*** LISTED RECORDS
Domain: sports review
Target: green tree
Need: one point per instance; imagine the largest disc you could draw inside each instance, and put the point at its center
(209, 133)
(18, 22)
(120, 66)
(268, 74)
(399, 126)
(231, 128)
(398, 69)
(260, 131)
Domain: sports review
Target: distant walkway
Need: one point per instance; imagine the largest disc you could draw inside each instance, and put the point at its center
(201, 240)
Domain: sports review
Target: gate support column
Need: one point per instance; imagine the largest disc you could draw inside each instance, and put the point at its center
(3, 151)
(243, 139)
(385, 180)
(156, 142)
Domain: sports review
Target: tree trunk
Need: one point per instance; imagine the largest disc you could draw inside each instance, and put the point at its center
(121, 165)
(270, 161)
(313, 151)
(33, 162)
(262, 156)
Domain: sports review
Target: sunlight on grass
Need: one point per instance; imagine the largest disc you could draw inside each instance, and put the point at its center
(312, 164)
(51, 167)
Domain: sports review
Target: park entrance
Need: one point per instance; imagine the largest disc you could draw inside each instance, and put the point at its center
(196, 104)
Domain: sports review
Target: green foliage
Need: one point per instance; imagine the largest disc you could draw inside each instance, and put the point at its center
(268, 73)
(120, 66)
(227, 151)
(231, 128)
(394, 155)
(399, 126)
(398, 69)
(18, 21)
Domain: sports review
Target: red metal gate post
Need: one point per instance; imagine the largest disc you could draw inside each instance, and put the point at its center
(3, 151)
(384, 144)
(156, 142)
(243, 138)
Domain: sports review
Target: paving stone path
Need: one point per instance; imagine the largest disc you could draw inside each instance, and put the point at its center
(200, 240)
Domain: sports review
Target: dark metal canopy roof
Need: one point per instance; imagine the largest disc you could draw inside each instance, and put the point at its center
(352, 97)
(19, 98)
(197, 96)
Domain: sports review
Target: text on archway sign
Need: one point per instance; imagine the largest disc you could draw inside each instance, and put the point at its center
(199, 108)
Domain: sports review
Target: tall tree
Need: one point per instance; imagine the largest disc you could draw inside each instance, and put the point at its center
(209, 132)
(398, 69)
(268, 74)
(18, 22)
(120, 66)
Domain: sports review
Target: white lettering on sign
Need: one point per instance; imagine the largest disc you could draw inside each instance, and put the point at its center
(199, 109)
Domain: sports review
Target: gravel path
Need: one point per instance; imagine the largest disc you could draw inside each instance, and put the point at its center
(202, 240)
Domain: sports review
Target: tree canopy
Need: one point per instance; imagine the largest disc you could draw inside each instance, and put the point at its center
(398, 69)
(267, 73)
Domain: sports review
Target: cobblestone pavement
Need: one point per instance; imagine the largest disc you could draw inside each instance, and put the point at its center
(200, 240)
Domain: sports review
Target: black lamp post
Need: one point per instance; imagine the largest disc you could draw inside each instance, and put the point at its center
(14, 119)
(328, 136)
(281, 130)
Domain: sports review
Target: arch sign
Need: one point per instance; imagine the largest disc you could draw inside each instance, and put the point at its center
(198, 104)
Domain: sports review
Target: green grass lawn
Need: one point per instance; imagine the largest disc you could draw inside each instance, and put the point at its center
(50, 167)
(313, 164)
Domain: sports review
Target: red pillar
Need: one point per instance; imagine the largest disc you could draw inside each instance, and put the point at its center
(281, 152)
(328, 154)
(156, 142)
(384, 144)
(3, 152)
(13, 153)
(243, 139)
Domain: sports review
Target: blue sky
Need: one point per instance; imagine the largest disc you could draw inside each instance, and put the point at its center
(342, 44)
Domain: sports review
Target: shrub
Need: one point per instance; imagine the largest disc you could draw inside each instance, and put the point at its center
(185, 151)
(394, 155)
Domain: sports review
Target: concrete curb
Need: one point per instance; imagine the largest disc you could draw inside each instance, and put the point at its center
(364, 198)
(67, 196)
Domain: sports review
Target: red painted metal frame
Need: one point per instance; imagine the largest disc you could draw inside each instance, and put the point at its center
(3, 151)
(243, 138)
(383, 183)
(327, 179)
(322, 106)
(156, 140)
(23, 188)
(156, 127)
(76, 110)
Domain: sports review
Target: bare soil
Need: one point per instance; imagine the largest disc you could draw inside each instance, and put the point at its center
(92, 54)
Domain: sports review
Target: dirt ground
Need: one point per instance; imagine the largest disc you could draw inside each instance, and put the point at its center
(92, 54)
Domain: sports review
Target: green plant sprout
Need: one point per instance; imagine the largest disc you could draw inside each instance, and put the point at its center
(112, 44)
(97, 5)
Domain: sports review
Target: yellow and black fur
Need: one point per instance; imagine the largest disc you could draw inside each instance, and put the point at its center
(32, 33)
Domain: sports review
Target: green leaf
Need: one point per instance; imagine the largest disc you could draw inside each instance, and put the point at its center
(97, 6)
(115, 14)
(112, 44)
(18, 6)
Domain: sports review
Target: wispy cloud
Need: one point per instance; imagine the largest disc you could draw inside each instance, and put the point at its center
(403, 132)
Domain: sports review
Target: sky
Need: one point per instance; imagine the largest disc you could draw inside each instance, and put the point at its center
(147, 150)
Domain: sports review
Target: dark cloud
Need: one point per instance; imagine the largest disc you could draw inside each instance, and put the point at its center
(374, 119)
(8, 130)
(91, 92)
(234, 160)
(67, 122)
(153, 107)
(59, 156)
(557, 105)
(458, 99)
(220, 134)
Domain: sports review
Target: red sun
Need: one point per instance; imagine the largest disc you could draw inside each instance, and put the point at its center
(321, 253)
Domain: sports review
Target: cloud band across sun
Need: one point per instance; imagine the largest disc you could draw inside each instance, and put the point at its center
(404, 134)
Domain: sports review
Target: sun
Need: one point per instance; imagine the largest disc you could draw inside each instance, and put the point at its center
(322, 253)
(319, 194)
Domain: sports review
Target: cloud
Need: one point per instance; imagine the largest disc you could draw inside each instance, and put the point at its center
******
> _GOAL OF THE EXERCISE_
Could you reproduce every entry above exactly as written?

> _COMPLETED TASK_
Domain: sports review
Target: green tree
Need: one point per instance; imagine the largest disc you could draw inside each instance, and put the point at its center
(209, 133)
(18, 22)
(120, 66)
(268, 74)
(399, 126)
(231, 128)
(398, 69)
(260, 131)
Domain: sports review
Target: distant walkway
Need: one point per instance; imagine the largest disc you could draw inside each instance, and put the point at its center
(201, 240)
Domain: sports review
Target: gate support column
Need: one point per instance; imagine the largest disc you could draw inside each instance, and put the point at its center
(3, 151)
(243, 139)
(385, 180)
(156, 142)
Domain: sports review
Target: tree trunk
Need: one point per instance; imagine the largest disc you could draw inside each instance, and put the point at its center
(121, 165)
(270, 161)
(313, 151)
(33, 162)
(262, 156)
Domain: sports review
Target: sunlight on grass
Need: one point per instance; imagine the largest disc you could draw inside each instance, and put the point at its center
(312, 164)
(51, 167)
Domain: sports review
Target: park entrance
Need: one point per instance; imagine the largest disc you could draw inside each instance, and put the point at its center
(196, 104)
Domain: sports review
Target: green foliage
Need: one point per instance; imagine the largest disc you could draw inside each instance, and put the point at its center
(268, 73)
(120, 66)
(227, 151)
(231, 128)
(394, 155)
(399, 126)
(398, 69)
(18, 21)
Domain: sports review
Target: red metal gate post
Need: one point per instance; imagine the largest disc you could draw inside each instance, and put the point at its center
(3, 151)
(384, 144)
(156, 142)
(243, 138)
Domain: sports review
Target: paving stone path
Need: one point per instance; imagine the largest disc you could draw inside each instance, and put the point at its center
(200, 240)
Domain: sports review
Target: dark metal canopy roof
Need: one point per instance; imagine the largest disc you could draw inside each instance, and put the point at its center
(352, 97)
(19, 98)
(197, 96)
Domain: sports review
Target: text on archway sign
Need: one point per instance; imagine the largest disc you could draw inside each instance, and put the point at its center
(199, 108)
Domain: sports review
Target: tall tree
Need: one point per instance; imagine the largest disc you could draw inside each instance, and put the point at its center
(209, 132)
(398, 69)
(268, 74)
(18, 22)
(120, 66)
Domain: sports review
Target: white lettering on sign
Need: one point per instance; imagine the largest disc you could draw inside each instance, and put the point at its center
(199, 109)
Domain: sports review
Target: gravel path
Need: one point per instance; imagine the largest disc you could draw inside each instance, and put the point at its center
(202, 240)
Domain: sports review
Target: tree canopy
Need: one point per instance; imagine the largest disc you could draw inside each instance, and put the point at its center
(398, 69)
(267, 73)
Domain: sports review
Target: cobblestone pavement
Need: one point per instance; imagine the largest disc you could draw inside each instance, and put the point at its center
(200, 240)
Domain: sports review
Target: black lamp post
Need: one point per instance; imagine the largest disc you could draw inside each instance, and put the point at its center
(14, 119)
(328, 136)
(281, 130)
Domain: sports review
Target: arch sign
Need: one point per instance; imagine the largest disc you could draw inside each instance, and put the point at its center
(198, 104)
Domain: sports review
Target: green grass lawn
Need: one point per instance; imagine the largest disc you could draw inside each instance, and put the point at its center
(50, 167)
(313, 164)
Domain: sports review
Target: red pillar
Need: one point per instance; imagine the largest disc you could draw inside each instance, and put the point at its center
(281, 152)
(328, 154)
(156, 142)
(384, 144)
(3, 152)
(13, 153)
(243, 139)
Domain: sports review
Target: blue sky
Need: one point per instance; imagine the largest disc you could draw inside each instance, and put the point at its center
(342, 44)
Domain: sports review
Target: shrub
Need: one point per instance; imagine the largest disc you could draw inside each instance, and put the point at its center
(185, 151)
(394, 155)
Domain: sports review
Target: concrete curb
Need: one point per instance; imagine the largest disc you could draw inside each instance, and put the point at its center
(364, 198)
(67, 196)
Domain: sports review
Target: red painted metal frame
Need: one point per instance; imagine the largest disc you could draw inside each instance, and put the point at its center
(3, 151)
(243, 138)
(383, 183)
(327, 179)
(322, 106)
(156, 140)
(23, 188)
(156, 127)
(76, 110)
Domain: sports review
Target: bare soil
Need: one point per instance; imagine the largest disc you could draw inside each instance, and put the point at its center
(92, 54)
Domain: sports review
Target: dirt ground
Need: one point per instance; imagine the largest disc you could draw inside each instance, and put the point at its center
(92, 54)
Domain: sports review
Target: green plant sprout
Need: one point per instance; imagine the largest disc you could draw inside each instance, and put the point at its center
(112, 44)
(97, 5)
Domain: sports review
Target: yellow and black fur
Need: one point per instance; imagine the largest disc you could draw inside each instance, and put the point at its center
(32, 33)
Domain: sports review
Target: green leaf
Need: one point per instance; imagine the largest disc you could draw inside each instance, and put the point at its center
(97, 6)
(115, 14)
(112, 44)
(18, 6)
Domain: sports review
Target: wispy cloud
Need: one point per instance; imagine the largest disc you could draw inside each instance, and put the point at its center
(403, 132)
Domain: sports review
Target: sky
Need: one point per instance; imagine the largest disc you could draw inside each instance, and put the point at its center
(147, 150)
Domain: sports review
Target: dark cloud
Need: one point per instance; imagine the largest disc you could draw inside each instance, and put the point at its center
(374, 119)
(8, 130)
(91, 92)
(234, 160)
(67, 122)
(153, 107)
(59, 156)
(557, 105)
(458, 99)
(220, 134)
Domain: sports review
Target: red sun
Need: one point per instance; imagine the largest disc you could draw inside each instance, and put the point at its center
(321, 253)
Domain: sports review
Target: cloud band across sun
Need: one point per instance; imagine the largest disc you could draw inside each instance, and put the point at its center
(404, 134)
Domain: sports review
Target: sun
Need: one point per instance; imagine the largest disc you could draw inside each instance, and put the point at its center
(322, 253)
(319, 194)
Domain: sports review
Target: cloud
Need: one point per instance; imagine the largest disc you could draw inside each instance, and put the point at its center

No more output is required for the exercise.